_Texto proporcionado_
__________

Entonces si esta medida no ha cumplido con la premisa que supuestamente la justificaba ¿cuáles han sido los efectos reales de este arbitrario e injusto impuesto?
- El primer efecto es un inminente aumento en la recaudación fiscal. Durante el primer año de vigencia de esta medida se recaudaron cerca de 38000 millones de pesos. Esto convierte al impuesto en un excelente activo para políticos y funcionarios que buscan a toda costa seguir creciendo el tamaño del Estado para financiar proyectos personales y políticos a su conveniencia.
- El consumo de bebidas azucaradas no ha disminuido de ninguna manera y sus patrones de comportamiento han sido muy similares a los años anteriores. Lo cual nos indica que esta medida en ineficiente e innecesaria desde un punto de vista de salud.
- Las familias mexicanas de escasos recursos tienen que destinar un porcentaje más alto de sus ingresos en la compra de estos productos debido al nuevo impuesto, disminuyendo su poder adquisitivo. Paradójicamente, esto afecta directamente a los ciudadanos que en teoría se pretendía proteger inicialmente, convirtiendo esta medida en un ejemplo perfecto del “efecto cobra” sobre el que ya he escrito previamente.
Este impuesto lejos de estar combatiendo la obesidad, está engordando al estado y a la burocracia a través de nuevas leyes y regulaciones ineficientes.
Casos similares a este existen demasiados, el más conocido y que resulta igual de ilustrativo es el de los cigarros. En este caso, sin importar que prohíban su publicidad en medios masivos, pongan etiquetas grotescas que advierten de consecuencias como el cáncer o la muerte y que su precio se haya incrementado artificialmente a través de impuestos, su consumo no ha disminuido.
Este tipo de iniciativas pueden ser aceptables desde un punto de vista moral; hablando en términos generales todos queremos una sociedad más sana que permita mejorar la calidad de vida y combatir la obesidad. Sin embargo los principales promotores de estas medidas deberían ser la sociedad civil organizada, las empresas con sus áreas de responsabilidad social organizadas de manera privada y, sobre todo, los padres de familia a través de un proceso de educación y concientización de los beneficios y malestares que este tipo de conductas de consumo pueden provocar, nunca el gobierno a través de la generación de nuevos impuestos.

__________

_Registros mostrados_
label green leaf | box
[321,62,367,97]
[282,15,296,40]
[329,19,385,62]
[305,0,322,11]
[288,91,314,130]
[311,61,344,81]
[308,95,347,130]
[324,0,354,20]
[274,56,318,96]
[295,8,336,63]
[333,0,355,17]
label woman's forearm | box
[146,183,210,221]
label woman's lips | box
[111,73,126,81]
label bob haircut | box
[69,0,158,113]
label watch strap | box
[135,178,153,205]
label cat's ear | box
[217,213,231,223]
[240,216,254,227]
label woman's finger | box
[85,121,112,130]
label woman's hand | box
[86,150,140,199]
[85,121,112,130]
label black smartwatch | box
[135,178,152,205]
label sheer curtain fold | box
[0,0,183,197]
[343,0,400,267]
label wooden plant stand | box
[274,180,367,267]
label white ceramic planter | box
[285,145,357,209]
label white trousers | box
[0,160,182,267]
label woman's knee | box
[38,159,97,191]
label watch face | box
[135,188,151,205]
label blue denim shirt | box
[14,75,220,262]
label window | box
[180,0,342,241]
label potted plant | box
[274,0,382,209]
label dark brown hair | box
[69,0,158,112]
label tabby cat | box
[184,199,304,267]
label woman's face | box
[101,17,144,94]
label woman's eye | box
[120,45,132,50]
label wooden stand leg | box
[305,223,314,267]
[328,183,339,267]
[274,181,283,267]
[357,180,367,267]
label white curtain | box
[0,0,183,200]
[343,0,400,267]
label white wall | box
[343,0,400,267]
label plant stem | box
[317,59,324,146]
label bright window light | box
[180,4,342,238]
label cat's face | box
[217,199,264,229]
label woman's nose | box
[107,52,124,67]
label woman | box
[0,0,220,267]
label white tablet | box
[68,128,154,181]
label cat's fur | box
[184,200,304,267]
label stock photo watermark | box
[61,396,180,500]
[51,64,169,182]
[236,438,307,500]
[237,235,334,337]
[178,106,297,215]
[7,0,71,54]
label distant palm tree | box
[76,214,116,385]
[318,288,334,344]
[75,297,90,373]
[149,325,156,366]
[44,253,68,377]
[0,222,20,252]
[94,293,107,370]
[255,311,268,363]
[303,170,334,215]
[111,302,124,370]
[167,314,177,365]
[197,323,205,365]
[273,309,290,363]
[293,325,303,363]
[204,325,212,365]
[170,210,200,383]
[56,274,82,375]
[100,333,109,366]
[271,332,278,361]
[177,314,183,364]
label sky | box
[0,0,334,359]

__________

_Preguntas de comprensión_
A – Enumera las medidas aplicadas a los cigarros que, según el texto sobre el impuesto a las bebidas azucaradas, no lograron reducir su consumo.
B – Prolonga el texto sobre el impuesto a las bebidas azucaradas a partir de su último párrafo.
Los registros no guardan relación con el texto proporcionado.

_Resultados por tarea_
A –
- Prohibición de su publicidad en medios masivos.
- Etiquetas grotescas que advierten de consecuencias como el cáncer o la muerte.
- Incremento artificial de su precio mediante impuestos.

B –
El gobierno ha decidido ignorar que las soluciones a este tipo de problemas deben generarse a través de la educación, un cambio de cultura y la libre elección de los consumidores, e insiste en tratarnos como víctimas (ahora de los refrescos) y como niños que no podemos decidir por nosotros mismos, cobrándonos muy caro por las decisiones que consideran erradas.
No nos confundamos, la libertad es inseparable de la responsabilidad; ninguna bebida azucarada genera enfermedades por sí misma, las generan los consumidores que deciden tomarlas en cantidades que no deberían, que no se preocupan por su salud, que no se alimentan sanamente, que no toman agua, que no hacen ejercicio, etcétera.
Si culpamos a la Coca-Cola por la obesidad, entonces también deberíamos culpar al pan, a las tortillas, a los tacos, los dulces, las carnitas, las salchichas y al queso. Hagámonos responsables y dejemos de creer que somos víctimas. De seguir pensando así seguiremos justificando este tipo de atropellos fiscales a la libre empresa y a nuestra libertad de elección individual.
Si no nos damos cuenta de esto, corremos el riesgo de terminar cediendo nuestra libertad por un supuesto estado de bienestar que, como ya hemos comprobado en repetidas ocasiones, no es apenas más que una bonita ilusión.